#### Fragmento de texto:
※ ※ ※

Lo primero y obvio por incontestable: todos somos hijos de la época que nos tocó. Eso pensé hace un par de años cuando anduve por unas cuantas escuelas dejando un libro y charlando con los pibes.

Entonces va de suyo que los adolescentes de hoy están hechos de la matriz de su tiempo. Ocurre que -al menos para mí- fue una misión imposible lograr trazar una hendija por donde penetrar ese muro blindado por una mezcla de presunta apatía, o más bien desgano, ese monumento a la inacción, esa coraza que les pertenece, y a la que vaya a saber uno cómo las madres y los padres se las ingenian (los que aún no tiraron la toalla) para lograr comunicarse.

Es la generación de seda, posterior a la generación de cristal. Sea cual sea su tipificación, siguen siendo en esencia eso, lo que alguna vez fuimos todos: adolescentes. Y tal vez, si rascamos el fondo de la olla de la memoria, encontremos ahí algo de lo que nosotros también fuimos. Pero con otro lenguaje. Y, también, con otros padres.

Todo esto viene a cuento porque en estos días vi en Netflix una gran serie: "Adolescentes". Cruda, dura, muy bien hecha. Casi cine. Y no digo más nada para no arruinarles el programa a las que aún no la vieron (cuando pasa esto siempre me acuerdo del chiste del infame que a la salida del Cine Avenida, cuando la función era en continuado y afuera estaban esperando los espectadores que minutos después verían la película, anunció a viva voz que el asesino era el mayordomo). Bueno, ese es un chiste de época. Hoy no funciona. Así son las cosas en el tiempo del vértigo constante, del cambio permanente. Nada dura mucho, salvo, creo, la adolescencia, etapa que dicen que se ha prolongado algo más de la que nosotros conocimos.

※ ※ ※

Datos almacenados:
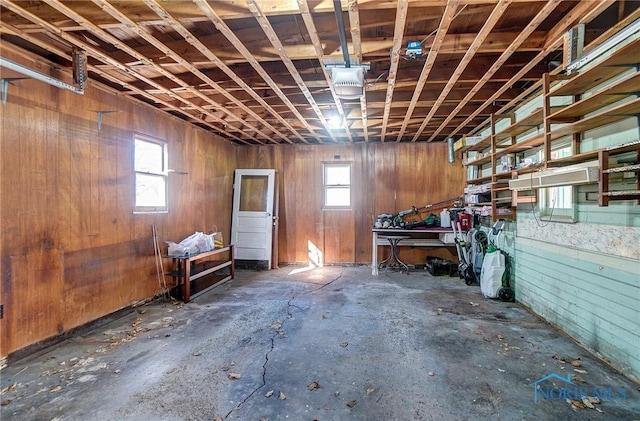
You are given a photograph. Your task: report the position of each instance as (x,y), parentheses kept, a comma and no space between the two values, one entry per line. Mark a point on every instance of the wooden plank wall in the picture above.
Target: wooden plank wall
(388,177)
(591,296)
(72,251)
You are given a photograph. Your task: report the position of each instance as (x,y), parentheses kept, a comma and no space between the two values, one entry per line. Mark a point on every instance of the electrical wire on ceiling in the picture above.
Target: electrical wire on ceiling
(436,30)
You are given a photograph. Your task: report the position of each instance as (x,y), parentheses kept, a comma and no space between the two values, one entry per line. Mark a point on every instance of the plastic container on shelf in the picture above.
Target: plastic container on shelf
(445,219)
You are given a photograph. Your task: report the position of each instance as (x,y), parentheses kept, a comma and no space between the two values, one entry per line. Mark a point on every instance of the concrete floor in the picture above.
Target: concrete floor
(332,343)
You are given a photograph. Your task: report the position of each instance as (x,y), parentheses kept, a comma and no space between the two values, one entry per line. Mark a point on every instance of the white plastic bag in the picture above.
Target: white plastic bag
(493,268)
(175,249)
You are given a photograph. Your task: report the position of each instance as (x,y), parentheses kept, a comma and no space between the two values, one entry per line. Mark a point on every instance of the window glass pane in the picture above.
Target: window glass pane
(150,190)
(337,196)
(338,175)
(254,191)
(149,157)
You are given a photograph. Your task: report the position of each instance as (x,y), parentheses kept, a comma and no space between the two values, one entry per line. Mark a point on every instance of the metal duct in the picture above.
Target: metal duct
(342,33)
(39,76)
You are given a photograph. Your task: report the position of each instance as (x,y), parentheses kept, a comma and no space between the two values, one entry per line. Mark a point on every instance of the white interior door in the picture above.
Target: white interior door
(252,220)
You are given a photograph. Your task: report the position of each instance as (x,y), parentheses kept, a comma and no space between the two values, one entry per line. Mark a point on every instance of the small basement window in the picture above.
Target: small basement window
(151,169)
(558,203)
(337,185)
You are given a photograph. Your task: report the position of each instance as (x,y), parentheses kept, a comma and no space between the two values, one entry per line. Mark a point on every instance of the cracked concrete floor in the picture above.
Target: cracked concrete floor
(329,343)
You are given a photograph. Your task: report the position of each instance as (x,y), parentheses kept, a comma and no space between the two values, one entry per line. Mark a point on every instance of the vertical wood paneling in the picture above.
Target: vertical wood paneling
(71,248)
(387,178)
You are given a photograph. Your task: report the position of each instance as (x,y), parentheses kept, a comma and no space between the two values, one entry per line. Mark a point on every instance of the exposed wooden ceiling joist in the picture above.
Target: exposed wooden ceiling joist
(253,71)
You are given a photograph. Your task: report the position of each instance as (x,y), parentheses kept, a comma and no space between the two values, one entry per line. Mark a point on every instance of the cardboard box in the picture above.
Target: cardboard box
(466,141)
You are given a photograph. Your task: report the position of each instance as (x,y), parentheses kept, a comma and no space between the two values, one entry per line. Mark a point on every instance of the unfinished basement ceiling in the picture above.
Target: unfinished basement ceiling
(254,71)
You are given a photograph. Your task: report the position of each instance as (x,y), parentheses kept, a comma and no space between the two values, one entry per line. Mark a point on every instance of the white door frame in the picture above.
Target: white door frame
(252,231)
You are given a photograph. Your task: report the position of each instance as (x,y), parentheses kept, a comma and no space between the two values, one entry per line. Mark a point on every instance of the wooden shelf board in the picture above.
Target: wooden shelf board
(483,144)
(506,175)
(619,194)
(532,168)
(524,145)
(524,124)
(604,97)
(615,64)
(612,115)
(480,161)
(624,168)
(479,179)
(627,147)
(573,159)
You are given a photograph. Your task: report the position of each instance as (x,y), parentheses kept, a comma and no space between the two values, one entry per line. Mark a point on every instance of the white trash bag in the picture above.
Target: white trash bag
(197,242)
(493,268)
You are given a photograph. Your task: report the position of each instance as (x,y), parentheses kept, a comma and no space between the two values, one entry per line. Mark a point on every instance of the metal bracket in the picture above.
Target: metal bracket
(101,113)
(4,86)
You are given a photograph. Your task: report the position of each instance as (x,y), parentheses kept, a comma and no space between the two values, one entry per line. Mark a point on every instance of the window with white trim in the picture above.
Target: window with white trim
(557,203)
(150,164)
(336,185)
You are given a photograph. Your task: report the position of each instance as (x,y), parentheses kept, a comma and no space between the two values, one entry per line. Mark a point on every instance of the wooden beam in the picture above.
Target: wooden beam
(147,36)
(109,38)
(273,37)
(401,16)
(226,31)
(317,45)
(495,15)
(97,54)
(526,31)
(445,22)
(354,24)
(580,13)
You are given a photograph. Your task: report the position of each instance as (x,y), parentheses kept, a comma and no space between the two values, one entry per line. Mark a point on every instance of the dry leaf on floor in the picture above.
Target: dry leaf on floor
(594,399)
(276,325)
(577,404)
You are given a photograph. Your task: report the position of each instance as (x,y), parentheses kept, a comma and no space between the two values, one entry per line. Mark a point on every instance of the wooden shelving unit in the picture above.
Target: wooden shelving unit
(605,194)
(612,101)
(196,274)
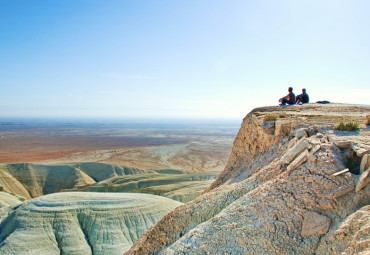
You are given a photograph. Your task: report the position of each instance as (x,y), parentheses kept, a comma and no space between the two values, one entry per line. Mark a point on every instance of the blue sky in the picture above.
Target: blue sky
(190,58)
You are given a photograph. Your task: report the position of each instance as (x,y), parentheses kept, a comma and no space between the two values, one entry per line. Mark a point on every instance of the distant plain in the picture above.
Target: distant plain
(187,145)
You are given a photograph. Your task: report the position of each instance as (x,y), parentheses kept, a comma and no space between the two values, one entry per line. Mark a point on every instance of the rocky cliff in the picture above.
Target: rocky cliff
(80,223)
(283,190)
(31,180)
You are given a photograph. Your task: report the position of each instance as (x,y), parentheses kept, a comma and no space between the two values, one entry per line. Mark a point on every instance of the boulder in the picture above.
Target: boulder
(282,127)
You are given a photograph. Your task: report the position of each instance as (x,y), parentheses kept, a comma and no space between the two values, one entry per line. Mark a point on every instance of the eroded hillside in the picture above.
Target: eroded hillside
(81,223)
(281,192)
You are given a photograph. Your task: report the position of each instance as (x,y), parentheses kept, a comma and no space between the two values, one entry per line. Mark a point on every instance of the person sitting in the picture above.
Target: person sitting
(302,98)
(288,99)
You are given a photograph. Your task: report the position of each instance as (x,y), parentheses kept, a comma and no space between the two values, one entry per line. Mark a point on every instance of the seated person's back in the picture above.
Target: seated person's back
(303,98)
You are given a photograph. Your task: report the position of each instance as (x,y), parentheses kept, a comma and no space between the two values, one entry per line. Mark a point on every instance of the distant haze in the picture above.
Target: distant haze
(178,59)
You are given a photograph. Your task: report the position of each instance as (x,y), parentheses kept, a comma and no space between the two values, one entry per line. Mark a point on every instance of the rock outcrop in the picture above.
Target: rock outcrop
(280,192)
(81,223)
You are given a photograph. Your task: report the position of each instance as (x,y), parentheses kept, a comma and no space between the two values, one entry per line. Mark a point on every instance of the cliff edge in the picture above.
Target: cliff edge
(292,185)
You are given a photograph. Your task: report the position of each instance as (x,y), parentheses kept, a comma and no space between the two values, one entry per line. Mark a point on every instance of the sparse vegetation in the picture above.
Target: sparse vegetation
(347,126)
(274,116)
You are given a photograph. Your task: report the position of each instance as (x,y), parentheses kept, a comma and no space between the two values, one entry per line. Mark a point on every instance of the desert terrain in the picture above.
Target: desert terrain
(191,147)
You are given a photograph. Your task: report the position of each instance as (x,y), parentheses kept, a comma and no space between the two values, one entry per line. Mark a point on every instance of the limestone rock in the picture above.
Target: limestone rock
(298,160)
(315,224)
(7,199)
(282,127)
(363,180)
(293,152)
(7,203)
(12,185)
(269,126)
(350,237)
(299,133)
(81,223)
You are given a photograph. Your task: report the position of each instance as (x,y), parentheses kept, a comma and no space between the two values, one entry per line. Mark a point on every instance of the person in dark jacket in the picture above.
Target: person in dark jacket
(288,99)
(302,98)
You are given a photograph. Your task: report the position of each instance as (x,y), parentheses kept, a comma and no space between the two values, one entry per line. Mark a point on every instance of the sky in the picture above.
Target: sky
(178,59)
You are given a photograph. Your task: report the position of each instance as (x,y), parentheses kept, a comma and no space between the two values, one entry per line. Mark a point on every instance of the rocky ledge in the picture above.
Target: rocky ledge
(81,223)
(292,185)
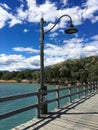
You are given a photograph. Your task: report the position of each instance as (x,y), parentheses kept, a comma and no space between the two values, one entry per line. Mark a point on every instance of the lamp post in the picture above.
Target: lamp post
(43,88)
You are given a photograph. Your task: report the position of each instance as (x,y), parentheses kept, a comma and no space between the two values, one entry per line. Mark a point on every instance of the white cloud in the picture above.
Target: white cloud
(34,12)
(70,49)
(5,6)
(25,49)
(18,62)
(26,30)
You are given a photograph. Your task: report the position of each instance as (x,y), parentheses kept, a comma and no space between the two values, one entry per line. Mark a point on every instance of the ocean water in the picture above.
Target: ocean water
(8,89)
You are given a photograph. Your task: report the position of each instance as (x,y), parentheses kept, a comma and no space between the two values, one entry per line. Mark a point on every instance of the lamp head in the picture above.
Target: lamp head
(71,30)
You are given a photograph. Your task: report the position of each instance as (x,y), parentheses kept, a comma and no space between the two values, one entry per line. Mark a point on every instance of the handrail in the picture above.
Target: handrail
(87,89)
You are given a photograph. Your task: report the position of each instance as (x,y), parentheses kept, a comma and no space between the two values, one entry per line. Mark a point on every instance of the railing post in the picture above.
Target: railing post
(70,96)
(38,102)
(84,88)
(78,90)
(43,99)
(57,96)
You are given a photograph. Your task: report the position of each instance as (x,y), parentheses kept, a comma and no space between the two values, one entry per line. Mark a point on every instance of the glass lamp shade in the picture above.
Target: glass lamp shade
(71,30)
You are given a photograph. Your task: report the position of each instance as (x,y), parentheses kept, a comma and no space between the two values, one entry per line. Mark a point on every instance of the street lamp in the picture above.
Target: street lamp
(43,88)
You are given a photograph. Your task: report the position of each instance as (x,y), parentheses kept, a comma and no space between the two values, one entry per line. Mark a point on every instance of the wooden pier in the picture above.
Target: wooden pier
(78,115)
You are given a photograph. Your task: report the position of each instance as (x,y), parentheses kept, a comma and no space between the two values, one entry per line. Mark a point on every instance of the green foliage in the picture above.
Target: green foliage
(84,69)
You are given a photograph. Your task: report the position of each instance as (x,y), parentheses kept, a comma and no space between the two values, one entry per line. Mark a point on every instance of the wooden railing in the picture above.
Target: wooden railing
(80,91)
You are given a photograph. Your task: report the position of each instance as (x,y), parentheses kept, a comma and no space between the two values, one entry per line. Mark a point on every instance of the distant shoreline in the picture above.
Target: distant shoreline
(15,81)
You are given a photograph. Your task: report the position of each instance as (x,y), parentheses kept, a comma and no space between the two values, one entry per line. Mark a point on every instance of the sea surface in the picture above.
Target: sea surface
(9,89)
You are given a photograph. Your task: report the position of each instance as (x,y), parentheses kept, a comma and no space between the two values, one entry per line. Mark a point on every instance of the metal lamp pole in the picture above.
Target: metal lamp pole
(43,88)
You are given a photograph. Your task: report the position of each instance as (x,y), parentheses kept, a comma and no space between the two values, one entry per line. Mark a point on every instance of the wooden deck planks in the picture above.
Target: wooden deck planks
(73,117)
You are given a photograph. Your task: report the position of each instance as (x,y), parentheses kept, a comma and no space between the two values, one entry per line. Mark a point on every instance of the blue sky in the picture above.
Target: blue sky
(20,32)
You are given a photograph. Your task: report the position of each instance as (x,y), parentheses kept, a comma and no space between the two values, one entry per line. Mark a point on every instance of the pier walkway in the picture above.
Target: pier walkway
(78,115)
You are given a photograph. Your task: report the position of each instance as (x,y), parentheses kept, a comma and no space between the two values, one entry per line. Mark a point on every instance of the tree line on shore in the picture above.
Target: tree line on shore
(81,70)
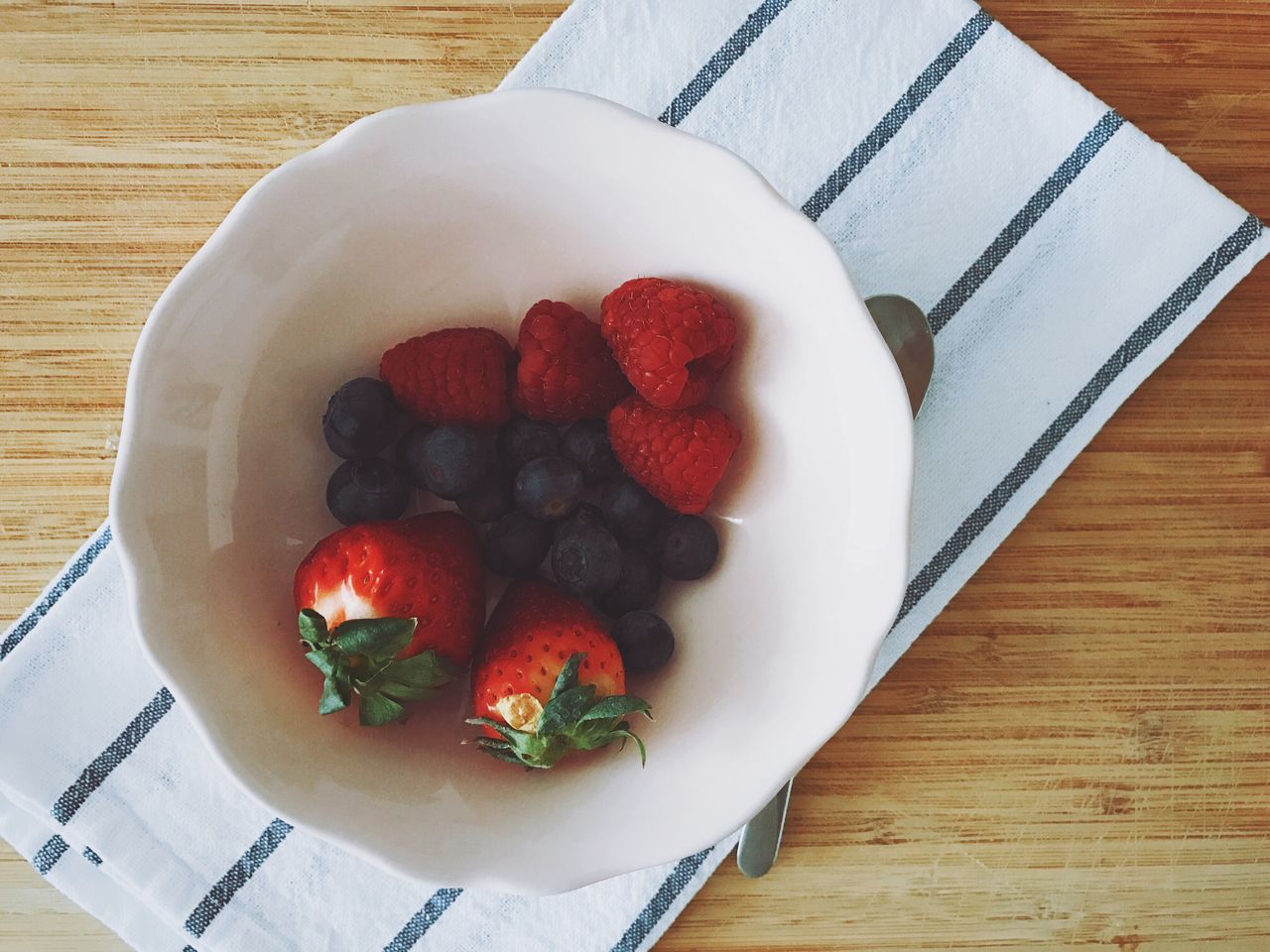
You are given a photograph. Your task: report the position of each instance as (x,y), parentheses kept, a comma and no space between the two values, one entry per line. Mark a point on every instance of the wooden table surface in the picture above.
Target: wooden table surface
(1078,753)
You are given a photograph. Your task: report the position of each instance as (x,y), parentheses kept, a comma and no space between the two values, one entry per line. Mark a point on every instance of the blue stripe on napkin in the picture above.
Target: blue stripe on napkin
(1146,333)
(425,919)
(721,61)
(1023,222)
(72,574)
(95,774)
(235,878)
(897,116)
(48,856)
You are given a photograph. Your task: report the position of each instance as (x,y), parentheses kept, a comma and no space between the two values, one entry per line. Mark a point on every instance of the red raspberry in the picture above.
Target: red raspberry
(676,454)
(457,375)
(671,340)
(566,371)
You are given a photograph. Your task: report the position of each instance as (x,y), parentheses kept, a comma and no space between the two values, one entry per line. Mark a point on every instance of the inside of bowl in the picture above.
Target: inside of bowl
(444,216)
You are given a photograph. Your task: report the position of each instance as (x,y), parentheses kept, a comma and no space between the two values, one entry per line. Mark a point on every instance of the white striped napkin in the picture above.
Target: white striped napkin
(1062,255)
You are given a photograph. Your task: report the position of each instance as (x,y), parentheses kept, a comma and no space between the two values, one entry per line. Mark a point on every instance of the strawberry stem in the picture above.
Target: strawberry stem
(361,656)
(572,719)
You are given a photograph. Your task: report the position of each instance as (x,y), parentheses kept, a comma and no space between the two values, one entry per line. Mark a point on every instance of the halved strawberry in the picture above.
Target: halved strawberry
(391,611)
(549,679)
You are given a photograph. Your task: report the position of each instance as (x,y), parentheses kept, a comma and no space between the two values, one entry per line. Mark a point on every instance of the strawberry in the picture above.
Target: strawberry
(549,679)
(390,610)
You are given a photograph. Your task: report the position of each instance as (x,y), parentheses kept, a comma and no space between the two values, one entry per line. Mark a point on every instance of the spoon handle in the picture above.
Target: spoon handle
(908,335)
(756,852)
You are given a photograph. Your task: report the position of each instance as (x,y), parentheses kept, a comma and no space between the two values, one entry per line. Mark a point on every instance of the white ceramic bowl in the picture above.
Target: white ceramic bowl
(466,212)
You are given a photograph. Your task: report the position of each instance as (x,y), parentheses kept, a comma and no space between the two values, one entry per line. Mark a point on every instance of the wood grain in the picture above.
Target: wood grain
(1074,756)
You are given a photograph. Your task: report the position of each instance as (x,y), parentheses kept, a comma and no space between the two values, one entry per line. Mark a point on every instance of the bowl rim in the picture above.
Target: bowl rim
(539,881)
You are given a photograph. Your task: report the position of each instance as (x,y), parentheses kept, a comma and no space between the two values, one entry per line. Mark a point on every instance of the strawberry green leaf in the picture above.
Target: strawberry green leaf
(334,696)
(324,660)
(616,706)
(566,710)
(643,751)
(499,749)
(313,629)
(417,676)
(568,676)
(377,710)
(508,731)
(376,638)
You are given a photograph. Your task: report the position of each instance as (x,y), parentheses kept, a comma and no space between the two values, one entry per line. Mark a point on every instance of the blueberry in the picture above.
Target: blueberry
(585,513)
(688,547)
(587,444)
(630,511)
(409,453)
(449,461)
(365,490)
(524,440)
(361,417)
(645,642)
(516,544)
(585,558)
(490,500)
(638,585)
(549,488)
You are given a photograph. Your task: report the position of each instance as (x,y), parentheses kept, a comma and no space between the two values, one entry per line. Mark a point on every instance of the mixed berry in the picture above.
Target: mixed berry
(579,463)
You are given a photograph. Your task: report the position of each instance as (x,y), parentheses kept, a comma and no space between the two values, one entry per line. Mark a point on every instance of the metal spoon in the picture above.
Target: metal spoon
(908,335)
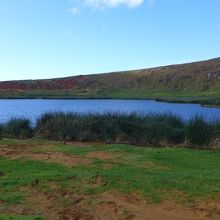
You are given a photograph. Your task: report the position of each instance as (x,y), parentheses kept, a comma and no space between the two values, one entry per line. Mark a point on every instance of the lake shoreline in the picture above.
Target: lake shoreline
(202,103)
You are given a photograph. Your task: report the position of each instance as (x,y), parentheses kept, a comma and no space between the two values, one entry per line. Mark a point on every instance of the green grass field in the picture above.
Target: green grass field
(184,176)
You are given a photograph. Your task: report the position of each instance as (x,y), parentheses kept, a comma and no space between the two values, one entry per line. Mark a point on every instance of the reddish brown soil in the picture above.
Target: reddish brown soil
(63,205)
(101,155)
(69,160)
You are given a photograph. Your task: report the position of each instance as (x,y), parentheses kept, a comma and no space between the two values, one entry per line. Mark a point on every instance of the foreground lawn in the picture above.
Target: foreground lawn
(50,180)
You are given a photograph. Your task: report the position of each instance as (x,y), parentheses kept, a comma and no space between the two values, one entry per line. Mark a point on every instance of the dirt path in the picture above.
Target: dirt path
(56,157)
(62,205)
(114,206)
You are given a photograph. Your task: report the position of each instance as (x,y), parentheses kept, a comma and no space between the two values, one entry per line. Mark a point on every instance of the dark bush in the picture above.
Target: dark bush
(1,131)
(18,128)
(199,132)
(111,127)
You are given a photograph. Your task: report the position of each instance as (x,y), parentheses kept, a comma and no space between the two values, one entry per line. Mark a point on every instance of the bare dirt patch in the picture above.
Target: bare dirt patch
(118,206)
(55,157)
(111,206)
(102,155)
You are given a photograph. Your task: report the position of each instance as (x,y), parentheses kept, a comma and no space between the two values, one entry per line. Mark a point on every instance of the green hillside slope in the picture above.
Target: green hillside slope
(192,82)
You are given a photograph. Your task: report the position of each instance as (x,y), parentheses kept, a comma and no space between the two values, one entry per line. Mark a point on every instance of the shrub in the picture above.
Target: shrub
(1,131)
(199,132)
(111,127)
(18,128)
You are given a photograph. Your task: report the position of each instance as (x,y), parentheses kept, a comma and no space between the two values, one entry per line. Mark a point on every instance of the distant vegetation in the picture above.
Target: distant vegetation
(197,82)
(143,130)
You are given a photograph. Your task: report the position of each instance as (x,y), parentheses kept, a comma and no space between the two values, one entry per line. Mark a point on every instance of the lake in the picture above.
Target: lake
(33,108)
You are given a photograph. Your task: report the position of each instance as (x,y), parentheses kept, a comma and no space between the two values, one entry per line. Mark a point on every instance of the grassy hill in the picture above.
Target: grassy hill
(192,82)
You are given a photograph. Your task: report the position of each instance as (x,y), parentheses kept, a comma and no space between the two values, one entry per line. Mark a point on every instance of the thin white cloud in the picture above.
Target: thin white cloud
(103,4)
(100,4)
(151,2)
(73,10)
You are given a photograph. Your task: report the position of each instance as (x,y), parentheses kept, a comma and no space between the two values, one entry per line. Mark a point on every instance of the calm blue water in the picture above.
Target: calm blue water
(32,109)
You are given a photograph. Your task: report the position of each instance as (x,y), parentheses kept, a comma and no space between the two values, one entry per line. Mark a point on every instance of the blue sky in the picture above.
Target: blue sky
(56,38)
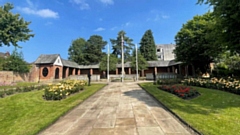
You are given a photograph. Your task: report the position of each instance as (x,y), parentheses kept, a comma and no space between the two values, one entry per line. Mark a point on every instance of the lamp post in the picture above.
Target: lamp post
(122,61)
(108,64)
(136,64)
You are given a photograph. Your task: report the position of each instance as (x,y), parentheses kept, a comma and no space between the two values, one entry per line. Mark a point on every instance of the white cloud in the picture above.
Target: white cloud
(127,24)
(99,29)
(165,16)
(107,2)
(29,3)
(113,28)
(48,23)
(83,5)
(45,13)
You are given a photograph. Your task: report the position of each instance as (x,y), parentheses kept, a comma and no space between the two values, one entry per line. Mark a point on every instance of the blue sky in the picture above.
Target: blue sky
(56,23)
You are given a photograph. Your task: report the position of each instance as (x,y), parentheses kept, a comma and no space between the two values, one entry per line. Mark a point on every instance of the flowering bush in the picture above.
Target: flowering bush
(229,84)
(184,92)
(62,90)
(9,91)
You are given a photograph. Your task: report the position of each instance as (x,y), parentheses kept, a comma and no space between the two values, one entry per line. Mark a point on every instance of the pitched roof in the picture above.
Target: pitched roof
(68,63)
(46,59)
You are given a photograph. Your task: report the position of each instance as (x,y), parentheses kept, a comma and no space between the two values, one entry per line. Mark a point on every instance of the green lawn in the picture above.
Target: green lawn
(213,113)
(28,113)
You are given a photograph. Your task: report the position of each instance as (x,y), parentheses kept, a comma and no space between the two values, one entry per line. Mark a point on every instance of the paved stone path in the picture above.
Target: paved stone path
(118,109)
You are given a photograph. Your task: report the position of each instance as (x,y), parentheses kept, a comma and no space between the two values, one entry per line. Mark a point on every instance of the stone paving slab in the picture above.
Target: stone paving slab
(118,109)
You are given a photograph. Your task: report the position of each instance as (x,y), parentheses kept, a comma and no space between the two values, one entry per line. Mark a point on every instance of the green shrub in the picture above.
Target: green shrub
(169,81)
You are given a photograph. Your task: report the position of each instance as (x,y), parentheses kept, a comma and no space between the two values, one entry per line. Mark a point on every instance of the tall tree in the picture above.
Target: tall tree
(194,42)
(12,28)
(142,63)
(227,16)
(15,62)
(87,52)
(77,51)
(112,63)
(95,45)
(148,47)
(117,46)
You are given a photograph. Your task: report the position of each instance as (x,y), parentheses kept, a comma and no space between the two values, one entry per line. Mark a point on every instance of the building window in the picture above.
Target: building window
(45,72)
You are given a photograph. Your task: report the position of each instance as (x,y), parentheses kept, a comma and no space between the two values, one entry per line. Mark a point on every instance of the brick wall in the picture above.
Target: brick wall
(8,77)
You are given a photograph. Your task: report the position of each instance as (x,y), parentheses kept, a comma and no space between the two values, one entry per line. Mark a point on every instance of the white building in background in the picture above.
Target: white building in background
(165,52)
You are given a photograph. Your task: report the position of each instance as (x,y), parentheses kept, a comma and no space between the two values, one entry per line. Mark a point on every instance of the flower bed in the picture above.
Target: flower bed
(184,92)
(62,90)
(229,84)
(9,91)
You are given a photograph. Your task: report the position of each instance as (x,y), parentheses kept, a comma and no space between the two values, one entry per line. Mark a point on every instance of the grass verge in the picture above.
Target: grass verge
(28,113)
(213,113)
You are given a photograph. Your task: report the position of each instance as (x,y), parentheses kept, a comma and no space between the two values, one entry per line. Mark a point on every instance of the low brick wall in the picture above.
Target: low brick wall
(85,77)
(8,77)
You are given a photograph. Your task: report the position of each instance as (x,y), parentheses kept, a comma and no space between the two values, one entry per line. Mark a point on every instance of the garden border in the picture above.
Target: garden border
(189,127)
(65,113)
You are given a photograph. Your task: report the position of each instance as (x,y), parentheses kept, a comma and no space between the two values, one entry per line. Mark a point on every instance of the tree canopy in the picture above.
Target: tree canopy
(112,62)
(226,13)
(15,62)
(76,51)
(87,52)
(13,28)
(94,47)
(195,42)
(142,63)
(148,47)
(117,45)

※ ※ ※

¿Puedes transcribir al pie de la letra el texto sobre la adolescencia desde "Lo primero y" hasta "para lograr comunicarse."?

Lo primero y obvio por incontestable: todos somos hijos de la época que nos tocó. Eso pensé hace un par de años cuando anduve por unas cuantas escuelas dejando un libro y charlando con los pibes.

Entonces va de suyo que los adolescentes de hoy están hechos de la matriz de su tiempo. Ocurre que -al menos para mí- fue una misión imposible lograr trazar una hendija por donde penetrar ese muro blindado por una mezcla de presunta apatía, o más bien desgano, ese monumento a la inacción, esa coraza que les pertenece, y a la que vaya a saber uno cómo las madres y los padres se las ingenian (los que aún no tiraron la toalla) para lograr comunicarse.